### [Entries provided]
:::

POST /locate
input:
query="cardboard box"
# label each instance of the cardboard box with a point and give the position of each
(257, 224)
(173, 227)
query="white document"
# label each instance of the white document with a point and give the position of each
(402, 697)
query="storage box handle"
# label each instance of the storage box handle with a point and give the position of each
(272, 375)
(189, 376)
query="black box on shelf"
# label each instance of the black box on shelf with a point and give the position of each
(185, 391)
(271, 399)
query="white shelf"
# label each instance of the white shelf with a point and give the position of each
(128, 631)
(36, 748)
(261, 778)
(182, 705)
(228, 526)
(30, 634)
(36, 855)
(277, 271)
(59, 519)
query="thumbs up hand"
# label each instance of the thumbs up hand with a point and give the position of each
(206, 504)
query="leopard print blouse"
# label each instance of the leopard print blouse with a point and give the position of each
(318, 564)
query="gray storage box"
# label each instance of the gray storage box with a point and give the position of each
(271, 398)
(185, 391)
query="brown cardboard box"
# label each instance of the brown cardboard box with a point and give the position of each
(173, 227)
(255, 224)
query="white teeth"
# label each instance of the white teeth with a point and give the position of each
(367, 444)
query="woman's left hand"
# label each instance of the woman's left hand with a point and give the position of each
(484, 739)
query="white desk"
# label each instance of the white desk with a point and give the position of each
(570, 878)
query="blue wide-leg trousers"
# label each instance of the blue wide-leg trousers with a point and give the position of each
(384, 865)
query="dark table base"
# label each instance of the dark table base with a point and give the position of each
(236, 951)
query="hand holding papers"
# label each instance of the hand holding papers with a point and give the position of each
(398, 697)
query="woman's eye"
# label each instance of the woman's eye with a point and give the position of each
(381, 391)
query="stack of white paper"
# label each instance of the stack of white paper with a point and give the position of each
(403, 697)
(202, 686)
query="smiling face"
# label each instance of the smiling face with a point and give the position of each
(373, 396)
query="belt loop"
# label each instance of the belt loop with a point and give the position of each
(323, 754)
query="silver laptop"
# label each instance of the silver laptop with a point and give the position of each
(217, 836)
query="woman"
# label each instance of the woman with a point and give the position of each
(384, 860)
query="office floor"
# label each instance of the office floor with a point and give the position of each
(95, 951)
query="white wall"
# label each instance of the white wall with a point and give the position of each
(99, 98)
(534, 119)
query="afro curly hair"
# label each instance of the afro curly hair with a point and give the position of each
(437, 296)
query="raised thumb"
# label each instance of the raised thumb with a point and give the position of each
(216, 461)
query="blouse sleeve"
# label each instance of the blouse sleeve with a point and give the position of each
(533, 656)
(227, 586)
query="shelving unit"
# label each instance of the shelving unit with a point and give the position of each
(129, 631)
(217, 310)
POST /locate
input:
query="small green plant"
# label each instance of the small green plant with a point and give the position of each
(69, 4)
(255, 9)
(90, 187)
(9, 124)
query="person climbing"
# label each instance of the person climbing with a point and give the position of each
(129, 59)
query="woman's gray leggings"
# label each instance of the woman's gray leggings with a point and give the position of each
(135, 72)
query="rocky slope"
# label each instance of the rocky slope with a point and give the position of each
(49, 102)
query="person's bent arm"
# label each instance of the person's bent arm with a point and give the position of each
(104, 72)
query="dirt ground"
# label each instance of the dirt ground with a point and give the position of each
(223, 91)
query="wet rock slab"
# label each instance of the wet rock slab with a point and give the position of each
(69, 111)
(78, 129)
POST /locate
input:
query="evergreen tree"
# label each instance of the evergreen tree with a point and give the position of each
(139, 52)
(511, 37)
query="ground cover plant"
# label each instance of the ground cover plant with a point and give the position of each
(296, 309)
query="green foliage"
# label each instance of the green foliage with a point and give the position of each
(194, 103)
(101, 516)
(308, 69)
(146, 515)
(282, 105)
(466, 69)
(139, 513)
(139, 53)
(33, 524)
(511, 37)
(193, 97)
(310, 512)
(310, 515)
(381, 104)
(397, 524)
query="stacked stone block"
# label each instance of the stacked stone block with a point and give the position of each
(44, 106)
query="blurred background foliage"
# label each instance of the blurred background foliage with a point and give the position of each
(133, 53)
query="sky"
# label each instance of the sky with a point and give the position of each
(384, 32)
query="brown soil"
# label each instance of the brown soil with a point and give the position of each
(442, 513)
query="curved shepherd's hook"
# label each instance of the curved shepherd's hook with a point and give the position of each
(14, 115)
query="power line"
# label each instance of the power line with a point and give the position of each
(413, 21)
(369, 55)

:::

### [Written request]
Nothing should be left out: return all of the records exactly.

### [Complete output]
POST /locate
input:
query="cardboard box"
# label each instance of the cardboard box with a point and give the position of each
(257, 224)
(173, 227)
query="white document"
# label each instance of the white document with a point and give the position of each
(402, 697)
query="storage box handle"
# label each instance of the storage box handle with a point and give the position of each
(272, 375)
(189, 376)
query="black box on shelf"
# label each instance of the black box on shelf with a point and give the position of each
(185, 391)
(271, 399)
query="white shelf"
# label each instance of the white shelf with a point and give the position of each
(128, 631)
(36, 748)
(261, 778)
(182, 705)
(228, 526)
(30, 634)
(36, 855)
(277, 271)
(59, 519)
query="thumbs up hand"
# label each instance of the thumbs up hand with a point and give the position of each
(206, 504)
query="leopard print blouse"
# label each instance of the leopard print blouse with a point and give the position of each
(318, 564)
query="gray storage box"
# label each instance of the gray storage box with a point and give the position of each
(271, 398)
(185, 391)
query="brown cardboard box"
# label each instance of the brown cardboard box with a point and give the position of each
(173, 227)
(255, 224)
query="white teeth"
# label each instance of the white teeth with a point and give the position of each
(367, 444)
query="woman's left hand"
# label each instance of the woman's left hand with a point and give the position of each
(484, 739)
query="white desk"
# label each instance of the white desk with a point and give the position of each
(570, 878)
query="blue wide-leg trousers"
# label each instance of the blue wide-leg trousers with a point and give the position of each
(384, 865)
query="dark table base"
# label each instance of the dark table base with a point and give the position of each
(236, 951)
query="hand holding papers"
# label each instance of the hand holding papers with a point and give the position of each
(398, 697)
query="woman's eye"
# label each instance of the woman's eye with a point and give the position of each
(381, 391)
query="stack of white paper"
# label each instance of the stack of white paper with a point and give the position of each
(403, 697)
(202, 686)
query="smiling face"
# label each instance of the smiling face with a point and give the position of each
(373, 396)
query="belt loop"
# label each instance of the belt loop with a point and give the position of each
(323, 754)
query="silver laptop"
# label each instance of the silver laptop with a point and give the position of each
(217, 836)
query="woman"
# label each instance of the woman with a point and give the position of each
(384, 860)
query="office floor"
# label each instance of the office floor with a point and give the position of each
(95, 951)
query="white wall"
# label each instance of the white wall with a point and give the position of each
(99, 98)
(534, 119)
query="afro curly hair"
# label each instance of the afro curly hair with a point and give the position of each
(437, 296)
query="raised thumb"
# label each instance of the raised thumb with a point and give the position of each
(216, 461)
query="blouse sleeve"
# label each instance of the blouse sleeve with a point and give the position of each
(533, 656)
(227, 586)
query="shelving unit"
# label each instance of the shelving unit with a point and give the position of each
(129, 631)
(217, 310)
POST /locate
input:
query="small green plant"
# label each instance of the small green plant with a point and give the position of each
(69, 4)
(255, 9)
(90, 187)
(9, 124)
query="person climbing"
# label each instance of the person climbing with a point and give the position of each
(129, 59)
query="woman's gray leggings"
# label each instance of the woman's gray leggings with a point and give the position of each
(135, 72)
query="rocky slope"
# label each instance of the rocky slope with a point and give the position of each
(49, 102)
query="person's bent arm"
# label each instance of the person's bent arm with a point and give the position of each
(104, 72)
query="dirt ground"
# label each instance of the dirt ground with a point and give the position of each
(223, 91)
query="wet rock slab"
# label each instance of the wet rock slab with a point and give the position of each
(69, 111)
(78, 129)
POST /locate
input:
query="evergreen tree"
# label each instance of the evergreen tree with a point and give the position of each
(139, 52)
(511, 37)
query="ground cover plant"
# label each instance of the ground cover plant with a point and give the position of each
(296, 309)
query="green foliage"
# label each instance of the green foliage with a point and give the position of each
(194, 103)
(101, 516)
(308, 69)
(146, 515)
(282, 105)
(466, 69)
(139, 513)
(139, 53)
(33, 524)
(511, 37)
(193, 97)
(310, 512)
(310, 515)
(381, 104)
(397, 524)
query="stacked stone block"
# label each instance of the stacked stone block with a point and give the position of each
(44, 106)
query="blurred background foliage"
# label each instance of the blurred background foliage with a point and give the position of each
(133, 53)
query="sky"
# label each instance of the sky with a point and give the position of each
(384, 32)
query="brown soil"
# label each instance of the brown soil with a point and give the position of each
(442, 513)
query="curved shepherd's hook"
# label each instance of the curved shepherd's hook with a point and give the position of each
(14, 115)
query="power line"
# label each instance of the power line with a point and give the position of each
(413, 21)
(369, 55)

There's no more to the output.